== Passage

Servicing rights owned are loans sold to whole loan investors for which we retained the servicing rights. Interim servicing represents loans sold to whole loan investors that we have agreed to service temporarily pending their transfer.

 

Servicing Operations

 

Once we originate or purchase a mortgage loan we begin the process of servicing the loan. We originated $27.4 billion in mortgage loans during 2003, all of which were serviced by us on an interim servicing basis prior to sale or were included in one of our on-balance sheet securitizations. During 2003, an average of approximately 14,000 new loans per month were boarded to our servicing platform and an average of 10,000 loans per month were transferred to other servicers as a result of whole loan sales.

====

(Short problem A)
Which numbers appear in the passage on mortgage servicing? List each one once.
The passage and the records were taken from unrelated sources.

== Data to use

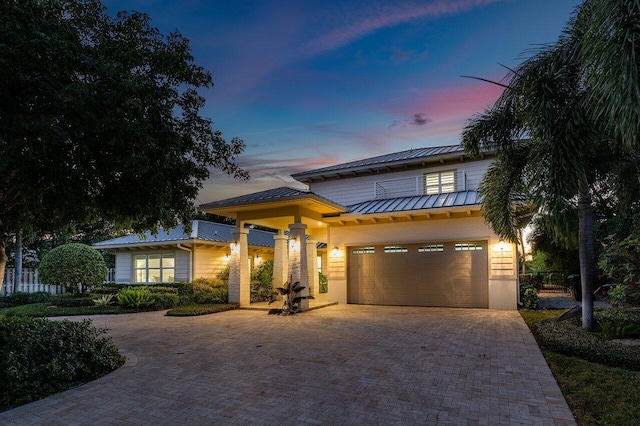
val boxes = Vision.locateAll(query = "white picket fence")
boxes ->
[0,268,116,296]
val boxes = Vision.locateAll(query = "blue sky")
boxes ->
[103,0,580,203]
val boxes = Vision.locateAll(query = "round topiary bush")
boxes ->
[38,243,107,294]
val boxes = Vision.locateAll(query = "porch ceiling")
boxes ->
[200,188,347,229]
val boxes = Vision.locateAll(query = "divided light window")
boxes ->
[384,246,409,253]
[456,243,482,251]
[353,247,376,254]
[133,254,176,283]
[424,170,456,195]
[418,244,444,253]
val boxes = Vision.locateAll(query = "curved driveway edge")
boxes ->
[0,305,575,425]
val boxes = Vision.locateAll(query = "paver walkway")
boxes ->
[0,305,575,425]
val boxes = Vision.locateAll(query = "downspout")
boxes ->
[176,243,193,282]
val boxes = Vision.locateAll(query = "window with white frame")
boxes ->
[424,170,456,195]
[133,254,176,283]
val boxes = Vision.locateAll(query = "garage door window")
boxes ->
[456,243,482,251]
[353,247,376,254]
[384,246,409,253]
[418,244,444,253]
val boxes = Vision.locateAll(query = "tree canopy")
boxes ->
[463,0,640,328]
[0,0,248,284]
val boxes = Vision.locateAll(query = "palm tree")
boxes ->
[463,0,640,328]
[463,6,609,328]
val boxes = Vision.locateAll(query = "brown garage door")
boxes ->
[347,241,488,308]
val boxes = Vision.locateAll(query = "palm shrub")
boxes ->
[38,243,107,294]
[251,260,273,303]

====

(Short problem B)
Which lines of the records contain the string "tree"? Report every such line in full.

(Written response A)
$27.4 billion, 2003, 14,000, 10,000

(Written response B)
val boxes = Vision.locateAll(query = "tree canopy")
val boxes = Vision.locateAll(query = "palm tree")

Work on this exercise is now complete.